+++ Material provided

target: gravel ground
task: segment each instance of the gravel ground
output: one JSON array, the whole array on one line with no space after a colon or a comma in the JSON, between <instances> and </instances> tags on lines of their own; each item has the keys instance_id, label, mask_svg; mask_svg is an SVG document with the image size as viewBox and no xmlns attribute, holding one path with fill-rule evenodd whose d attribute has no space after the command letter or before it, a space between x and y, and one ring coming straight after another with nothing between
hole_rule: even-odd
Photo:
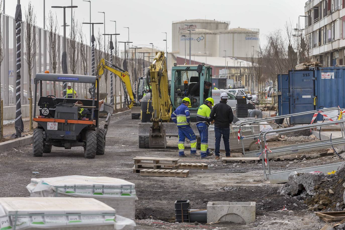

++++++

- **Exercise aim**
Update the listing by replacing every "gravel ground" with "dirt path" and leaving all else unchanged. Leave the pictures out of your answer.

- **Output of the task**
target: dirt path
task: segment each instance of the dirt path
output: one JSON array, the whole array on one line with no space after a colon or a comma in the JSON, between <instances> and </instances> tags on lines of their own; each item has the keys instance_id, label, mask_svg; mask_svg is an SVG document with the image size as viewBox and no xmlns attribute, holding one path with fill-rule evenodd whose d attribute has no space after the command letter or before it, a space between x and y, and one ring coming straight after another with nothing between
hole_rule: even-odd
Photo:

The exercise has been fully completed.